::: Supplied text :::
# Forecasting Script - Time Series Analysis in R

The script below allows to forecast Time Series data based on the Forecast package in R, using a mix of both **Exponential Smoothing** and **ARIMA**.

Steps outlined below - 
* Step 1: Defining the function - the auto.ts function provides a way of placing both models (auto.ets and auto.arima) in competition against one another, based on the aic of the model. The test is conducted on x periods determined by the "holdout" parameter. Typically, if holdout = 3, the models will train on all periods except the three most recent, and use those periods to test the accuracy of the model. The function will keep the model with the highest AIC.
* Step 2: Data cleaning - in order for the data to be processed, it needs to be structured in a standard way. More about this in the "README" file below. Provided the data is structured well enough, the script will proceed to transform the csv into a time series component, needed to conduct the analysis.
* Step 3: The script will call the auto.ts function to forecast future elements, and display the resulting chart using ggplot. 


# README

To set-up this forecast script:
* 1) Download your data to the csv format. Make sure your dataset comprises of 3 columns: "YEAR", "MONTH", "OBSERVATIONS". The OBSERVATIONS column can contain anything (e.g average stock price, volume of product sales, etc)
* 2) Run the script using your favorite R installation (mine is Rstudio).
* 3) The script will prompt you to enter a holdout period - this is the number of months you would like to leave out of the training set and serve as a test set to evaluate the models. If Holdout = 0, the accuracy (AIC) will be computed based on the training data to estimate which model provides the best fit.
::: Records provided :::
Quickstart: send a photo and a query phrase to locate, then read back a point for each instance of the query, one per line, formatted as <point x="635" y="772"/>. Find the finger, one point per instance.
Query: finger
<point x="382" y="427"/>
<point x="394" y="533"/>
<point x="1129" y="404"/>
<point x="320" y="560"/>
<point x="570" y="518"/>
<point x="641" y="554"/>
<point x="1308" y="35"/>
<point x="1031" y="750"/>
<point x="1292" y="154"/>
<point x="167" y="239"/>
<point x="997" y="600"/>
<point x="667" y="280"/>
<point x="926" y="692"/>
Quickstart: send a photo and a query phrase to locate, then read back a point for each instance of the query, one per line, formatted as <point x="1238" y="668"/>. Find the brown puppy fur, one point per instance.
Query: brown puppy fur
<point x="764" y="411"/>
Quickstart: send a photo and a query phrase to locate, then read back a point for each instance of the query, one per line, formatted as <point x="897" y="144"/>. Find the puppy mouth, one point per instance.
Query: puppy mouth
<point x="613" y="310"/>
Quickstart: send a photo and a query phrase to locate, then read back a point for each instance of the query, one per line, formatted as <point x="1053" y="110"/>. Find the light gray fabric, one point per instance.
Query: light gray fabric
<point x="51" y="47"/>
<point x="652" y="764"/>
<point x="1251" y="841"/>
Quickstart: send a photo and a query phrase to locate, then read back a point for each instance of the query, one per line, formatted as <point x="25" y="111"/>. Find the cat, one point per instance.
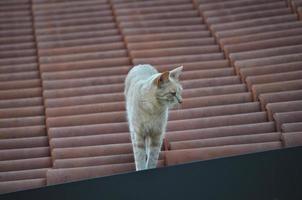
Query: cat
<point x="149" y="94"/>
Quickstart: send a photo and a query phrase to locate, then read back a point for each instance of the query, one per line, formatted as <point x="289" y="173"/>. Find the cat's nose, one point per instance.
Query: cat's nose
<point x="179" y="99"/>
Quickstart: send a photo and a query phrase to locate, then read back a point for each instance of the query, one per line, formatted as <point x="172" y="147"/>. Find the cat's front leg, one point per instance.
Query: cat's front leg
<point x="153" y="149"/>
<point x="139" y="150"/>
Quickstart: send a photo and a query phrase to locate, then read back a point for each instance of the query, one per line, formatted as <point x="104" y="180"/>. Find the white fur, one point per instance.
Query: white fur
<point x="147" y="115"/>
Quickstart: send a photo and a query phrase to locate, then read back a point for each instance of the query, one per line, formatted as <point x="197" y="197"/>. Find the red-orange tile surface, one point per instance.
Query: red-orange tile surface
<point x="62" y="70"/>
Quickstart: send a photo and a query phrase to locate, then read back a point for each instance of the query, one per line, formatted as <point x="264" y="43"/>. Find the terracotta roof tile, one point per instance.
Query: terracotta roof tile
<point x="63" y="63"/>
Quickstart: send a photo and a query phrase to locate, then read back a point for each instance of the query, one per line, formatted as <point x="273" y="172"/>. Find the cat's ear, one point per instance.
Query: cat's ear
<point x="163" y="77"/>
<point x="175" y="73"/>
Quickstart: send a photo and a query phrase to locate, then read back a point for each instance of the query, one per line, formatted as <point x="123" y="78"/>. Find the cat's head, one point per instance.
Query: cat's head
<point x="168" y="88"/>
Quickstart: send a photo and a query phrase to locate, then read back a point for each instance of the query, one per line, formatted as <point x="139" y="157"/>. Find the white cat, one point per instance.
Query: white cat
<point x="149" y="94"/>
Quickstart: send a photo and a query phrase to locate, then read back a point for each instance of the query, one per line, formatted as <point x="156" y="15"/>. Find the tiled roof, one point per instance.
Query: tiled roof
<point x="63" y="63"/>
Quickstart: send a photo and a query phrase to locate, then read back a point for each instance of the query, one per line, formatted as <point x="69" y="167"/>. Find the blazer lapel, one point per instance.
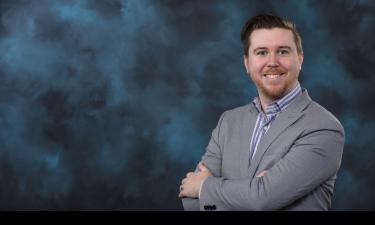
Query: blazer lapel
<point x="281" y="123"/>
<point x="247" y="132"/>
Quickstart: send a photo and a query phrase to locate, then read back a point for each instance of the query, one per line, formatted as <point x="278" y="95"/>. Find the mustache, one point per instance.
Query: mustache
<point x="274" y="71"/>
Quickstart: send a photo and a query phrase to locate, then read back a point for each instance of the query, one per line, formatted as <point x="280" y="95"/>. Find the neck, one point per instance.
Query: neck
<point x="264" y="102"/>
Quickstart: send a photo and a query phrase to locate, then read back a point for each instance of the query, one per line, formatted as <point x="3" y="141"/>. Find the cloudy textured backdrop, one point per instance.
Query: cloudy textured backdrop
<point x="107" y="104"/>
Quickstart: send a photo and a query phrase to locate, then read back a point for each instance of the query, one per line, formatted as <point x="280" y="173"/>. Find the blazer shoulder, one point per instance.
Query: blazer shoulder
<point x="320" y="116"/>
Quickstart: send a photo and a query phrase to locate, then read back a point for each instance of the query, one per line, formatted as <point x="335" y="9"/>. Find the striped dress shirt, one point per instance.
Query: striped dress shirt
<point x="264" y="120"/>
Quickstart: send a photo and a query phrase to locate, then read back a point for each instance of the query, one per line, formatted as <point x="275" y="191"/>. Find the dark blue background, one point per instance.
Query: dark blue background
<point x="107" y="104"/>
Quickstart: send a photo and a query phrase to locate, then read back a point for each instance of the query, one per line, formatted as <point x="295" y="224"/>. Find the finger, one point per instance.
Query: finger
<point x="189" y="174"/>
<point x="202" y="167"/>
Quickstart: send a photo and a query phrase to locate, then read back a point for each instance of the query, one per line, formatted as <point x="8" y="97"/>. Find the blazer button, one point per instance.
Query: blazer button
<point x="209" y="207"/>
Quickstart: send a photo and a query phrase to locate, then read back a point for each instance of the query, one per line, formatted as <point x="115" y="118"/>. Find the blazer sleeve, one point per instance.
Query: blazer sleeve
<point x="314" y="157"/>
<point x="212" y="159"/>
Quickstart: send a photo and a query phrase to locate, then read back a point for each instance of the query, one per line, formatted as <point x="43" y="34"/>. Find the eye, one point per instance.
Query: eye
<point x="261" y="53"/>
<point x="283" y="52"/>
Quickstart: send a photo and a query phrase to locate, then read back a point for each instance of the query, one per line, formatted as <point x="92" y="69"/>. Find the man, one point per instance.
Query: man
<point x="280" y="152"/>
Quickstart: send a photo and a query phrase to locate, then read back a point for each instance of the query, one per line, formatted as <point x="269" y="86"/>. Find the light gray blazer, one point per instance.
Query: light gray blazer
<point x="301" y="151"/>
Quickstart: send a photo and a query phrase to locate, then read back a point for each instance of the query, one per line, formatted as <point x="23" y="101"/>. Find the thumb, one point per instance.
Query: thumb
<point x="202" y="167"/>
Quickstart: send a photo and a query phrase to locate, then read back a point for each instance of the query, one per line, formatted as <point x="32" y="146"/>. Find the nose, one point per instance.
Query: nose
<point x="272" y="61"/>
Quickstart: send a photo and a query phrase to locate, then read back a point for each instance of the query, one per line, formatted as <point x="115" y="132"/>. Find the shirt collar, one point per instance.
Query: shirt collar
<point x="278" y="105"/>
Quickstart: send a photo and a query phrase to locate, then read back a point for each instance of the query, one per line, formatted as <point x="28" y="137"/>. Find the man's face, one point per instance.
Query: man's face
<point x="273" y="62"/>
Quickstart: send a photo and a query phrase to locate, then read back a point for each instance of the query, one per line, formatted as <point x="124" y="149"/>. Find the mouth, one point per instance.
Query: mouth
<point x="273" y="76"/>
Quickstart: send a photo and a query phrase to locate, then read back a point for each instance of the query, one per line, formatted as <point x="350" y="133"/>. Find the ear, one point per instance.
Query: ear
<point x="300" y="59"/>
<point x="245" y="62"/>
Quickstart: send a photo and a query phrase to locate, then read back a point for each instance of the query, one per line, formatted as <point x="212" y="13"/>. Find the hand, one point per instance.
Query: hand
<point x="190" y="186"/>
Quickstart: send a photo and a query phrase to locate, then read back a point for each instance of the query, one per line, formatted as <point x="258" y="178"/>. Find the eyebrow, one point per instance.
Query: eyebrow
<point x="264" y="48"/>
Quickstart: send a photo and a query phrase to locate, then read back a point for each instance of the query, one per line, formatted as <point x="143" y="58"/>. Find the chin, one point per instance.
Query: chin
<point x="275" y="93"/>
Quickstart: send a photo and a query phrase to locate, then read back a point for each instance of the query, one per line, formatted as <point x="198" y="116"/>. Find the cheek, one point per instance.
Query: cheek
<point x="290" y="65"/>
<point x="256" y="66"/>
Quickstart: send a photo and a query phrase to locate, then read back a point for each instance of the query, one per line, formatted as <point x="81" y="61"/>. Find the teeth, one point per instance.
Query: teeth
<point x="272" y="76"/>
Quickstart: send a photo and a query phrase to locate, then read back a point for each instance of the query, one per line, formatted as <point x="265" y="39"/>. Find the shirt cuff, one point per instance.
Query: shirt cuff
:::
Set of tasks ▸
1. From the forecasting script page, print the passage that begins at the words "The script below" and ends after the words "the highest AIC.".
2. Using the forecasting script page, answer these:
(a) Which package in R is the forecasting based on?
(b) Which two models does the auto.ts function put in competition against one another?
(c) What three columns must the dataset have?

Outputs in order ▸
1.
The script below allows to forecast Time Series data based on the Forecast package in R, using a mix of both **Exponential Smoothing** and **ARIMA**.

Steps outlined below - 
* Step 1: Defining the function - the auto.ts function provides a way of placing both models (auto.ets and auto.arima) in competition against one another, based on the aic of the model. The test is conducted on x periods determined by the "holdout" parameter. Typically, if holdout = 3, the models will train on all periods except the three most recent, and use those periods to test the accuracy of the model. The function will keep the model with the highest AIC.

2.
(a) The Forecast package.
(b) auto.ets and auto.arima.
(c) "YEAR", "MONTH", and "OBSERVATIONS".